Segmentation mask data
****************

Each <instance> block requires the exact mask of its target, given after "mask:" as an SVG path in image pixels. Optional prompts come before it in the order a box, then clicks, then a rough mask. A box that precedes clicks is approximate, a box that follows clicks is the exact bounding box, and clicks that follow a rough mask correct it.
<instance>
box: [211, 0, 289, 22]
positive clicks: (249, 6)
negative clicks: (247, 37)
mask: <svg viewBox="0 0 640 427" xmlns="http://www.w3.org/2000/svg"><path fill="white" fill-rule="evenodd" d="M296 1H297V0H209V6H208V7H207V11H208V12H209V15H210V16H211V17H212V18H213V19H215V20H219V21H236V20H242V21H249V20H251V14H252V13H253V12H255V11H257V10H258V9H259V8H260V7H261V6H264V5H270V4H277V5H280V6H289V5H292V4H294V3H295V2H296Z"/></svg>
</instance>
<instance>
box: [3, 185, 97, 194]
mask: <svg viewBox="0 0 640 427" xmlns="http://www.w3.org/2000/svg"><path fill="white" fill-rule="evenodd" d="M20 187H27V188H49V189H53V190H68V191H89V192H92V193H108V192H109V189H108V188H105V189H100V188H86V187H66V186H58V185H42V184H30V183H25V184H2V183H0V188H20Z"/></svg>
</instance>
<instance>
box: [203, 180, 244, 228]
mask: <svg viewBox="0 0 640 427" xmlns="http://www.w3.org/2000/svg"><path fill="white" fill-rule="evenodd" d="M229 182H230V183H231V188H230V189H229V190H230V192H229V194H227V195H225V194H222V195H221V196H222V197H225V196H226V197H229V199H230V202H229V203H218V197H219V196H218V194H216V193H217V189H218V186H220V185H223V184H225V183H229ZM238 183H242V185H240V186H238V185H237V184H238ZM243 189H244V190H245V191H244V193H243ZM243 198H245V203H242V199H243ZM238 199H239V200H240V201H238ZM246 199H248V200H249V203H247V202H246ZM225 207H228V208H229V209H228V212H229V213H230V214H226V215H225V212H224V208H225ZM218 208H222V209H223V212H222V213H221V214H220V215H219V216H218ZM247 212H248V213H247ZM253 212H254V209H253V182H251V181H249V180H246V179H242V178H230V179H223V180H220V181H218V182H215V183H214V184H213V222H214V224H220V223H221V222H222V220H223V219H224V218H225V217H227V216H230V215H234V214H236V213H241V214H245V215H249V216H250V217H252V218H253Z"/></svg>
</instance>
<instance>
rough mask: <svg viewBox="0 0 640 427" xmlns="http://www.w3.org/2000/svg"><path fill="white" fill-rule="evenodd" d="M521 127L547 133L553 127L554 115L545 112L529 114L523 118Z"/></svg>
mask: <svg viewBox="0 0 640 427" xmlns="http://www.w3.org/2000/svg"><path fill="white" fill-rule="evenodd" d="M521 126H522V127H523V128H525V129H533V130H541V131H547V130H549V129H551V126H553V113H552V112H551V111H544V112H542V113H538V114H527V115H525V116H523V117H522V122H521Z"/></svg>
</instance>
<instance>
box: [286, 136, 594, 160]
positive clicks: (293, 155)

****************

• What this task involves
Write out every record again, exactly as it was written.

• Task result
Each <instance> block requires the exact mask of its target, given after "mask:" as an SVG path in image pixels. Optional prompts come before it in the order a box, then clicks, then a rough mask. A box that precedes clicks is approximate, a box that follows clicks is the exact bounding box, and clicks that follow a rough mask correct it.
<instance>
box: [211, 0, 289, 22]
positive clicks: (249, 6)
negative clicks: (247, 37)
mask: <svg viewBox="0 0 640 427" xmlns="http://www.w3.org/2000/svg"><path fill="white" fill-rule="evenodd" d="M296 1H297V0H209V6H208V7H207V11H208V12H209V15H210V16H211V17H212V18H213V19H215V20H219V21H236V20H242V21H249V20H251V14H252V13H253V12H255V11H257V10H258V9H259V8H260V7H261V6H264V5H270V4H277V5H280V6H289V5H292V4H294V3H295V2H296Z"/></svg>
</instance>
<instance>
box: [3, 185, 97, 194]
mask: <svg viewBox="0 0 640 427" xmlns="http://www.w3.org/2000/svg"><path fill="white" fill-rule="evenodd" d="M20 187H27V188H49V189H53V190H68V191H89V192H92V193H108V192H109V189H108V188H105V189H100V188H86V187H66V186H58V185H42V184H30V183H25V184H2V183H0V188H20Z"/></svg>
</instance>
<instance>
box: [203, 180, 244, 228]
mask: <svg viewBox="0 0 640 427" xmlns="http://www.w3.org/2000/svg"><path fill="white" fill-rule="evenodd" d="M229 182H230V183H231V188H230V189H229V190H230V192H229V194H227V195H225V194H222V195H221V196H222V197H225V196H226V197H229V199H230V202H229V203H218V197H219V196H218V194H216V193H217V189H218V186H220V185H223V184H225V183H229ZM238 183H242V185H240V186H238V185H237V184H238ZM243 189H244V190H245V191H244V193H243ZM243 198H245V203H242V199H243ZM238 199H239V200H240V201H238ZM246 199H248V200H249V203H247V202H246ZM225 207H228V208H229V209H228V212H229V213H230V214H226V215H225V212H224V208H225ZM218 208H222V209H223V212H222V213H221V214H220V215H219V216H218ZM247 212H248V213H247ZM253 212H254V209H253V182H251V181H249V180H246V179H242V178H230V179H223V180H220V181H218V182H215V183H214V184H213V222H214V224H220V223H221V222H222V220H223V219H224V218H225V217H227V216H230V215H234V214H236V213H241V214H245V215H249V216H250V217H252V218H253Z"/></svg>
</instance>
<instance>
rough mask: <svg viewBox="0 0 640 427" xmlns="http://www.w3.org/2000/svg"><path fill="white" fill-rule="evenodd" d="M521 127L547 133L553 127L554 115L545 112L529 114L523 118Z"/></svg>
mask: <svg viewBox="0 0 640 427" xmlns="http://www.w3.org/2000/svg"><path fill="white" fill-rule="evenodd" d="M521 126H522V127H523V128H525V129H533V130H541V131H547V130H549V129H551V126H553V113H552V112H551V111H544V112H542V113H538V114H527V115H525V116H523V117H522V122H521Z"/></svg>
</instance>
<instance>
box: [286, 136, 594, 160]
positive clicks: (293, 155)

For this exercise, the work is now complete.